** Start of Given information **

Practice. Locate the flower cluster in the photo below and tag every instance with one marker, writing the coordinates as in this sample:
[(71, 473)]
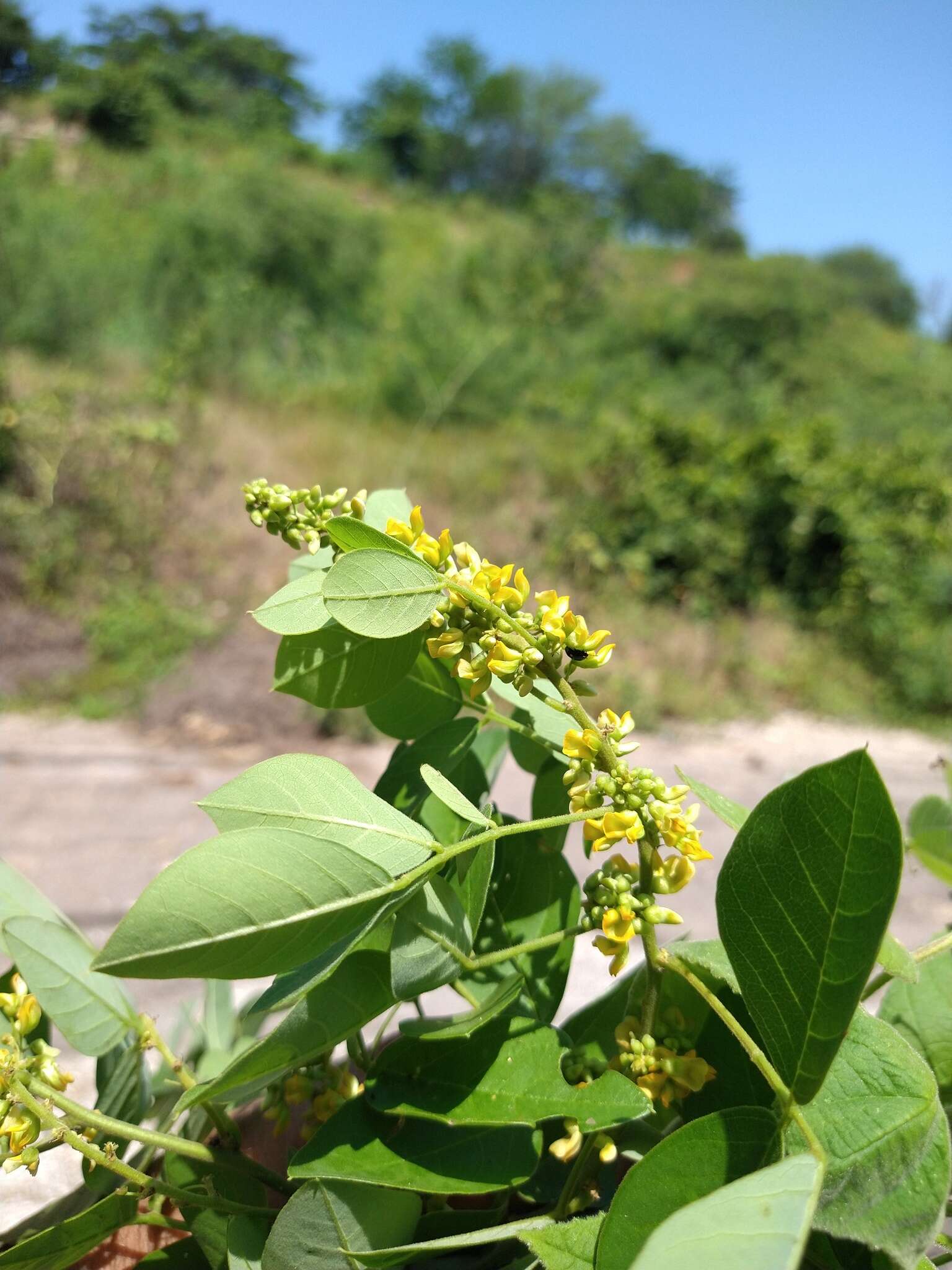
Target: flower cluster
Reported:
[(663, 1072), (615, 902), (299, 516), (19, 1127), (325, 1086)]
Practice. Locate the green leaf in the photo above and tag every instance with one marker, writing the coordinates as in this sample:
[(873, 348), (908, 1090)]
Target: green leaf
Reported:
[(421, 701), (63, 1246), (547, 722), (380, 593), (462, 1026), (922, 1014), (387, 505), (319, 797), (410, 1253), (448, 794), (359, 1145), (566, 1245), (508, 1073), (372, 935), (352, 535), (425, 929), (122, 1094), (592, 1029), (20, 898), (252, 902), (90, 1010), (532, 893), (245, 1237), (335, 668), (327, 1226), (208, 1228), (305, 563), (896, 959), (724, 808), (402, 784), (931, 832), (355, 993), (298, 609), (690, 1163), (886, 1140), (759, 1222), (550, 798), (803, 904)]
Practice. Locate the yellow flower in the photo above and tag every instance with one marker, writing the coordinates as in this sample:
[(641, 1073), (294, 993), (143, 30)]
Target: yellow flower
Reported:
[(677, 828), (446, 646), (620, 923), (566, 1148), (582, 745), (614, 827), (614, 726), (672, 874), (505, 660)]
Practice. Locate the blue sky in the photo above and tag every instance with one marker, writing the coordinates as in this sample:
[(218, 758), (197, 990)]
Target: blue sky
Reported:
[(835, 116)]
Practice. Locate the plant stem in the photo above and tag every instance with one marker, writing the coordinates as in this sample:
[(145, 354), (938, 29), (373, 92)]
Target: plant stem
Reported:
[(654, 967), (195, 1199), (230, 1160), (152, 1038), (791, 1112), (167, 1223), (920, 954), (576, 1175), (461, 990)]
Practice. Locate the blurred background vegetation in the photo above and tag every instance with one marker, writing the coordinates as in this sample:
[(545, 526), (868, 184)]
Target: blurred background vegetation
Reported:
[(494, 294)]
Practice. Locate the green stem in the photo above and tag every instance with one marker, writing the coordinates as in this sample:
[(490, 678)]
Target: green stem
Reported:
[(576, 1175), (461, 990), (167, 1223), (494, 716), (654, 968), (152, 1038), (920, 954), (127, 1173), (791, 1112), (121, 1129)]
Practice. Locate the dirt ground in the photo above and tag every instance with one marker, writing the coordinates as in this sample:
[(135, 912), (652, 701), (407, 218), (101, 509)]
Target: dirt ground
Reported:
[(93, 810)]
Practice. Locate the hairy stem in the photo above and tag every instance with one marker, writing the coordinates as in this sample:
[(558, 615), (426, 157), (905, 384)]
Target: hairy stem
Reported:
[(195, 1199), (791, 1112), (152, 1038), (922, 954), (230, 1160)]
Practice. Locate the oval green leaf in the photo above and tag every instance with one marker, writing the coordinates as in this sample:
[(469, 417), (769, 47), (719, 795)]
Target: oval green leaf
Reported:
[(90, 1010), (423, 700), (334, 668), (803, 904), (380, 593), (759, 1222), (298, 609), (690, 1163)]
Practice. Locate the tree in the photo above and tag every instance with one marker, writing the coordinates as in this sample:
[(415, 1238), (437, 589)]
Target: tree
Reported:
[(874, 281), (25, 61), (198, 68)]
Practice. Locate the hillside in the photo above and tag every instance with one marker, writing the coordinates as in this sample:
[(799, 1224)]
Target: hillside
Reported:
[(743, 464)]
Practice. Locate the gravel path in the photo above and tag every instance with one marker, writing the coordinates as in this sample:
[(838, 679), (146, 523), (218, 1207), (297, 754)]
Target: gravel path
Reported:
[(93, 810)]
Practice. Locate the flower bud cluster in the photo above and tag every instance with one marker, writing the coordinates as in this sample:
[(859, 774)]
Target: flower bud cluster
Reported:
[(615, 904), (659, 1070), (19, 1127), (299, 516), (324, 1086)]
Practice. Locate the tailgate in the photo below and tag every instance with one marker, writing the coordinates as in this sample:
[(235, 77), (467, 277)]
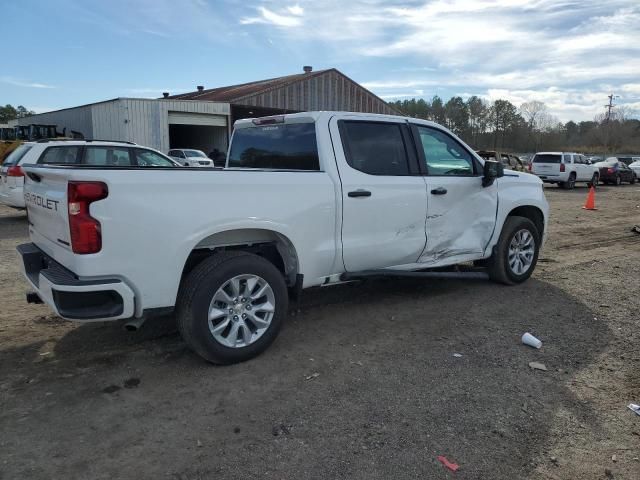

** End of Given information **

_What you should do_: Hand back, unchanged, the material from its very first line through the line containing "[(663, 1072), (615, 902), (299, 516), (19, 1127), (325, 1086)]", counting both of those lines. Leave out any pictures.

_Correct answer_:
Practice. Locate the flower cluster in the photo below and tag every instance with one marker, writing the coordinates as in this sample:
[(71, 473)]
Target: flower cluster
Reported:
[(663, 1072), (615, 902), (299, 516), (19, 1127), (325, 1086)]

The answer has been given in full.